Dr Di Wu – Halting free radicals which alter the sodium pump and can lead to heart failure
Once Heart disease is established it is hard to stop or cure – which is why we need to find ways of preventing it in the first place.
A common feature of heart failure is Cardiac fibrosis, or scarring, and may be triggered by direct tissue injury. This injury can be caused by free radicals which occur as a by-product of oxygen in our biological systems. Sometimes free radicals are essential to normal processes, but at other times, when their production becomes out of control, they can cause disease. It is a common feature in many abnormalities or malfunctions which drive heart failure, that the free radicals alter cellular membrane proteins which are responsible for regulating both electrical and hormonal signalling for normal heart function.
-------------------------
■ Required work ■
1) List every heart condition that the passage on free radicals and heart failure names.
2) Carry on writing the passage on free radicals and heart failure from its final sentence.
-------------------------
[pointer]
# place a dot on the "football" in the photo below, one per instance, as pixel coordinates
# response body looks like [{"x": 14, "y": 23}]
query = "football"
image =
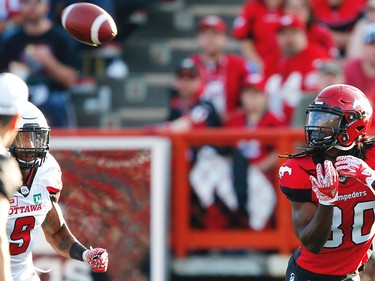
[{"x": 88, "y": 23}]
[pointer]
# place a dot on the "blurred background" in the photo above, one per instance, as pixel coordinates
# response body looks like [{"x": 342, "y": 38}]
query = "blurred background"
[{"x": 225, "y": 83}]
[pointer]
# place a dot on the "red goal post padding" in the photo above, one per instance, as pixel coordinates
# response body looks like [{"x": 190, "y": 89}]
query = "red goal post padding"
[{"x": 183, "y": 237}]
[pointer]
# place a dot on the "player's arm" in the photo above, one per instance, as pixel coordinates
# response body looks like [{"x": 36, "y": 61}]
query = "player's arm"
[
  {"x": 352, "y": 166},
  {"x": 64, "y": 243},
  {"x": 312, "y": 224},
  {"x": 5, "y": 274}
]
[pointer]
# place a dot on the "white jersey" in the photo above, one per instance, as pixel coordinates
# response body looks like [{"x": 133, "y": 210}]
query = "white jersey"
[{"x": 28, "y": 209}]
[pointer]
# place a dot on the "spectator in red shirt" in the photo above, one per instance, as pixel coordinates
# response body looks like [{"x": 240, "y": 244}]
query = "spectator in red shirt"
[
  {"x": 295, "y": 71},
  {"x": 361, "y": 72},
  {"x": 222, "y": 73},
  {"x": 10, "y": 14},
  {"x": 339, "y": 16},
  {"x": 316, "y": 32},
  {"x": 256, "y": 27},
  {"x": 186, "y": 110}
]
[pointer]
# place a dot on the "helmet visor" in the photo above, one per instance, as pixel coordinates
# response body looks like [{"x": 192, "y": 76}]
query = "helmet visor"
[
  {"x": 30, "y": 147},
  {"x": 322, "y": 128},
  {"x": 323, "y": 119},
  {"x": 31, "y": 139}
]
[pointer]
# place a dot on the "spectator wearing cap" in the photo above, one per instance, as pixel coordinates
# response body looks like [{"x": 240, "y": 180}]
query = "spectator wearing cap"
[
  {"x": 221, "y": 72},
  {"x": 354, "y": 48},
  {"x": 254, "y": 163},
  {"x": 294, "y": 73},
  {"x": 340, "y": 17},
  {"x": 360, "y": 72},
  {"x": 316, "y": 32},
  {"x": 255, "y": 27},
  {"x": 186, "y": 110}
]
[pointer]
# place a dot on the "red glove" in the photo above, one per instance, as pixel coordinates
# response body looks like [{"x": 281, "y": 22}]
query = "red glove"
[
  {"x": 326, "y": 186},
  {"x": 96, "y": 258},
  {"x": 354, "y": 167}
]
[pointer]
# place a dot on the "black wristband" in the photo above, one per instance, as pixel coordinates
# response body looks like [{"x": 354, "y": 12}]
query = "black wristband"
[{"x": 76, "y": 251}]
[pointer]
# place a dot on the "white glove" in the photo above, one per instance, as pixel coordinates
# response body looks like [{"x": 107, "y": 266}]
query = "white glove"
[
  {"x": 326, "y": 186},
  {"x": 96, "y": 258},
  {"x": 354, "y": 167}
]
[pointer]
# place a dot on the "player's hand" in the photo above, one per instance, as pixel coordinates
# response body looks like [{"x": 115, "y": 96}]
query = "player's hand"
[
  {"x": 326, "y": 183},
  {"x": 354, "y": 167},
  {"x": 96, "y": 258}
]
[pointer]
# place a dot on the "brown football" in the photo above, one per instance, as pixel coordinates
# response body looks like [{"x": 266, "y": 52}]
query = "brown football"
[{"x": 88, "y": 23}]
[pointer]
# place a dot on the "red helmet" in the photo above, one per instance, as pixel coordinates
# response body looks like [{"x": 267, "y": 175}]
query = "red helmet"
[{"x": 339, "y": 116}]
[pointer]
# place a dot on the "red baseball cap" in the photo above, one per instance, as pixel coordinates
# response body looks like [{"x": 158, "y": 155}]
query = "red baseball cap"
[
  {"x": 255, "y": 81},
  {"x": 290, "y": 21},
  {"x": 212, "y": 22}
]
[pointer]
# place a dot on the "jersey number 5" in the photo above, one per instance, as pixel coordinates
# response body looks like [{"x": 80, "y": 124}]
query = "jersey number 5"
[
  {"x": 21, "y": 232},
  {"x": 357, "y": 235}
]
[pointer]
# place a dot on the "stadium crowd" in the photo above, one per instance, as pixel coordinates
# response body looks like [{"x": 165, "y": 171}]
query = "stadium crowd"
[{"x": 290, "y": 50}]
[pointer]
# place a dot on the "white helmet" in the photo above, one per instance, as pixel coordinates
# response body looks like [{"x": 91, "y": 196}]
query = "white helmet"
[
  {"x": 13, "y": 94},
  {"x": 31, "y": 144}
]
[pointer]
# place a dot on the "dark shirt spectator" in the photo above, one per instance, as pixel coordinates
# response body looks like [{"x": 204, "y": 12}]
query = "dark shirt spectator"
[{"x": 222, "y": 73}]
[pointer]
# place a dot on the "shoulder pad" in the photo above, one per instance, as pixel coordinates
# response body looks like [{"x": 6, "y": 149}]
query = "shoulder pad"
[
  {"x": 49, "y": 175},
  {"x": 370, "y": 157}
]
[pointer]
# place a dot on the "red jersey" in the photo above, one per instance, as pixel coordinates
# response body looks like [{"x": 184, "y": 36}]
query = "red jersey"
[
  {"x": 254, "y": 150},
  {"x": 259, "y": 24},
  {"x": 341, "y": 18},
  {"x": 321, "y": 35},
  {"x": 353, "y": 229},
  {"x": 354, "y": 75},
  {"x": 291, "y": 77},
  {"x": 222, "y": 81}
]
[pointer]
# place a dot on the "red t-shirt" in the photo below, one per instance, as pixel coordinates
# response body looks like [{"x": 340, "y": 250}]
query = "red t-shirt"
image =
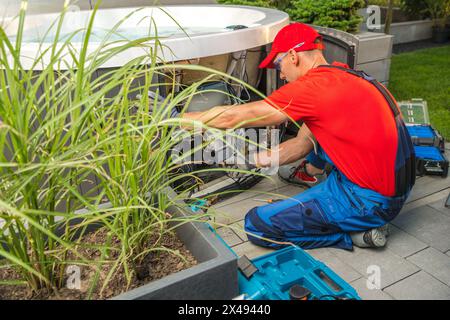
[{"x": 350, "y": 119}]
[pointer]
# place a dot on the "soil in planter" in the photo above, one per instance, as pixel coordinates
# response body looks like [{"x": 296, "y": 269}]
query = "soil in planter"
[{"x": 156, "y": 265}]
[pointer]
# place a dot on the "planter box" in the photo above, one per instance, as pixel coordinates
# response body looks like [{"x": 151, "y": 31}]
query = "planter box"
[
  {"x": 367, "y": 51},
  {"x": 411, "y": 31},
  {"x": 213, "y": 278}
]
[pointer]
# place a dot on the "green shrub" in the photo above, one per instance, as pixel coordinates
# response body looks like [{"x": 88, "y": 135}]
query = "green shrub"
[{"x": 339, "y": 14}]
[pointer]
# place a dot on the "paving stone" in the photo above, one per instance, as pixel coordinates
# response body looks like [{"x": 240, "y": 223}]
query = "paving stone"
[
  {"x": 440, "y": 204},
  {"x": 428, "y": 225},
  {"x": 268, "y": 184},
  {"x": 425, "y": 201},
  {"x": 230, "y": 213},
  {"x": 420, "y": 286},
  {"x": 402, "y": 243},
  {"x": 229, "y": 236},
  {"x": 428, "y": 185},
  {"x": 345, "y": 271},
  {"x": 433, "y": 262},
  {"x": 360, "y": 285},
  {"x": 250, "y": 250},
  {"x": 393, "y": 268}
]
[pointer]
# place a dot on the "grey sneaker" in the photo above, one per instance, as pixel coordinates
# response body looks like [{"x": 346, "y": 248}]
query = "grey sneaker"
[
  {"x": 297, "y": 174},
  {"x": 373, "y": 238},
  {"x": 385, "y": 230}
]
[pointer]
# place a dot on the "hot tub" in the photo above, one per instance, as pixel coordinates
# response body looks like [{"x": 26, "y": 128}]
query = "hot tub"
[{"x": 209, "y": 30}]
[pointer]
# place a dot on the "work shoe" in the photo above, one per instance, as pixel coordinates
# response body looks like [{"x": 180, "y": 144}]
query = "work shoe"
[
  {"x": 373, "y": 238},
  {"x": 297, "y": 174}
]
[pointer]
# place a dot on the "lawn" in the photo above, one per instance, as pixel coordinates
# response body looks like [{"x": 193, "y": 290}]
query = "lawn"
[{"x": 425, "y": 74}]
-------------------------
■ Task-by-task results ■
1) Heart disease, heart failure, and cardiac fibrosis (scarring).

2)
The heart cells contain a pump on the cell wall that controls the movement of certain ions which keeps the heart pumping. Changes to the function of this (sodium potassium) pump by free radicals can create a lot of scar tissue, which means the heart can’t pump as well as it should and can lead to heart failure.
Dr Di Wu, a PhD student from the University of Sydney, who is being funded by Heart Research Australia, has been working on this project working with Professor Gemma Figtree. He is undertaking pre-clinical studies to try a new therapy to stop this process from happening and therefore protect the pump and stop scarring of the heart. The next step will be to develop a new drug which offers protection to the heart pump, thereby halting the development of heart disease.